• _Written request_:
Reproduce verbatim the lines of the data below, from the line containing "the green flower" through the end of the data. Leave the pictures out of your copy.

[Pointing records]
┏━━
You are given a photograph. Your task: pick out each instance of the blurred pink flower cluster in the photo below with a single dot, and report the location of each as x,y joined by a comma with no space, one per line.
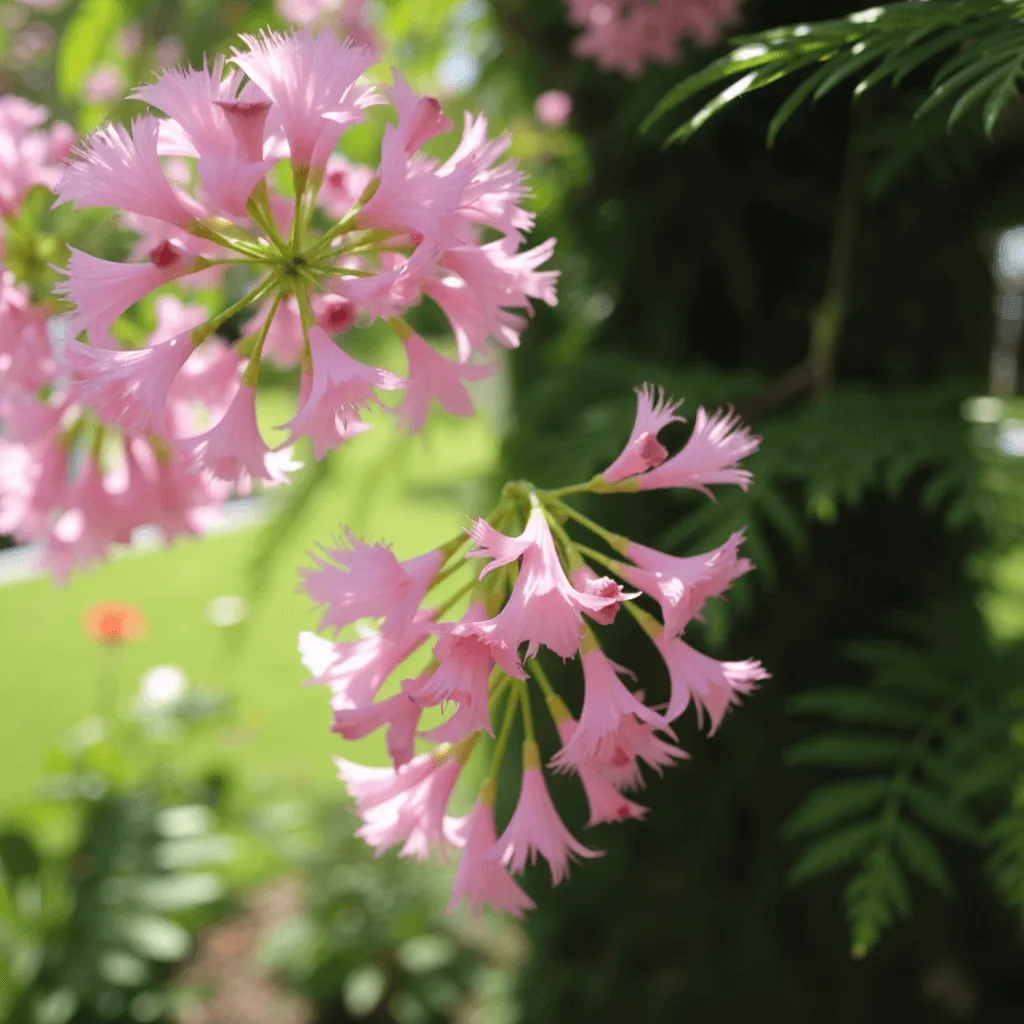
348,18
625,35
541,589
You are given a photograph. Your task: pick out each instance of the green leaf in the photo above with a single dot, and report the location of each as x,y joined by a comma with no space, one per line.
836,802
845,750
156,938
88,34
1000,96
942,815
858,707
922,857
181,892
837,850
17,855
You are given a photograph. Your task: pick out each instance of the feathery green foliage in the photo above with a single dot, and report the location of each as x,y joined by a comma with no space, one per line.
929,733
983,41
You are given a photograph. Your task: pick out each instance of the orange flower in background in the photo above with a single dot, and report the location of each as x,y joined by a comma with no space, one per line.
114,622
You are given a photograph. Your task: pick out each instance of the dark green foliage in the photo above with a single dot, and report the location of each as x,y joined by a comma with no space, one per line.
879,757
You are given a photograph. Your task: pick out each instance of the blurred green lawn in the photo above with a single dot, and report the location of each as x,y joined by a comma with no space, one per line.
415,492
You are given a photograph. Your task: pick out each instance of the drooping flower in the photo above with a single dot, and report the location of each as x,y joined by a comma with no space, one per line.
643,451
479,880
536,827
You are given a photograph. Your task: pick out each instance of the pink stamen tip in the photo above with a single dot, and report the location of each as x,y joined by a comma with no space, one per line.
337,315
651,450
165,255
249,111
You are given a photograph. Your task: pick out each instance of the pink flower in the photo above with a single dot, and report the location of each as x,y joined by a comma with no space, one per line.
718,442
339,386
553,108
102,291
355,671
121,168
433,377
312,83
713,685
624,35
403,807
682,586
128,388
235,451
606,702
536,826
400,714
464,672
478,879
30,155
643,451
420,118
544,607
368,582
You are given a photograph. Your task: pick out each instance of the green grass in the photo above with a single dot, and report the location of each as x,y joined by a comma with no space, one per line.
414,492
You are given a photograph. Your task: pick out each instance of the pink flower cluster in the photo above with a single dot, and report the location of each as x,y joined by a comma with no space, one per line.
30,155
539,589
624,35
348,18
77,487
351,246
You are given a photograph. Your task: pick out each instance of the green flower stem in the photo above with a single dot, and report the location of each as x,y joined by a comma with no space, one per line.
205,330
345,224
251,376
504,734
527,713
613,540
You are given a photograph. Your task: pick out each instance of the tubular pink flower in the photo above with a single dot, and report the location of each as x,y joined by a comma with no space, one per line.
128,388
368,582
338,388
101,290
587,581
312,82
536,827
606,702
115,167
464,672
355,671
400,714
431,377
718,442
544,607
408,808
420,118
643,451
714,686
235,451
682,586
478,880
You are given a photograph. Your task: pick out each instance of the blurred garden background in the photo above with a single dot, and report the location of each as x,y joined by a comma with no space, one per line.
174,844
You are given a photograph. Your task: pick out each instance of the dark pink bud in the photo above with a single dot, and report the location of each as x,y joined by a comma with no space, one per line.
166,255
651,450
247,121
336,314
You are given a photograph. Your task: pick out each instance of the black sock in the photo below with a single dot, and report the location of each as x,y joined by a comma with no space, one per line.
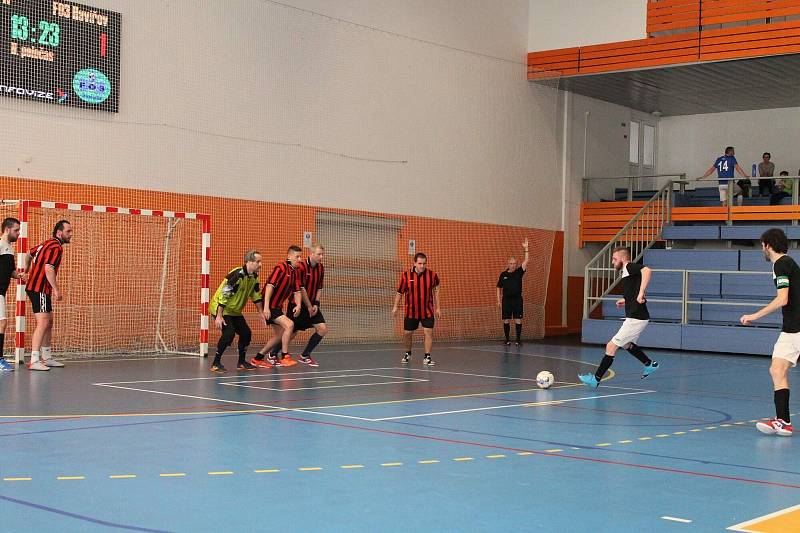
605,364
315,339
637,352
782,404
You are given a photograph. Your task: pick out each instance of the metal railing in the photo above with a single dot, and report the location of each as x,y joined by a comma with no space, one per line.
639,234
685,301
731,196
633,184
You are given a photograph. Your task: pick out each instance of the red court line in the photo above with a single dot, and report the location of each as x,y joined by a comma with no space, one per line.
┗━━
• _Exercise result_:
You are given a photograph. Your task: pick out each instance of the green flower stem in the photo above with a single dot, and report the location of each as x,y joined by a comma with no space, one per line.
205,330
345,224
251,376
504,734
527,713
613,540
You are given a photograph. Your task: pick out each instance of the tubular pink flower in the photo above with a single dot, and report the location of each as x,y joined by a comma with no space, one per line.
128,388
368,582
338,388
101,290
587,581
312,82
536,827
606,702
115,167
464,672
355,671
400,714
431,377
718,442
544,607
408,808
420,118
643,451
714,686
235,451
682,586
478,880
You are given a photograph. Your task: pick out each instance of the blurred garden background in the photo above with a single dot, and report the location of each as x,y joined by a comma with no space, one per line.
174,844
You are given a photograph. Your task: pick out each instance of the dark pink bud in the photo above with a single dot, and report the location of each as x,y joined by a comma with no space, one per line.
166,255
651,450
247,121
336,314
You are given a photograph. Your task: pick out each instance of the black sock in the photo below with a single dot, and report the location of each as x,y joined by a comma with no space, one per line.
605,364
315,339
637,352
782,404
You are given a photograph. Your task: pick out each instance of the metal railing in the photo above with a single dot, and report the location of each as x,y joined by a comma with no space, one per line.
639,234
685,301
731,196
633,184
You are given a photograph. Your task: pick out each instance of the red court line in the photo above with a single dot, and report the location of each as x,y joined by a comma with no space, one per line.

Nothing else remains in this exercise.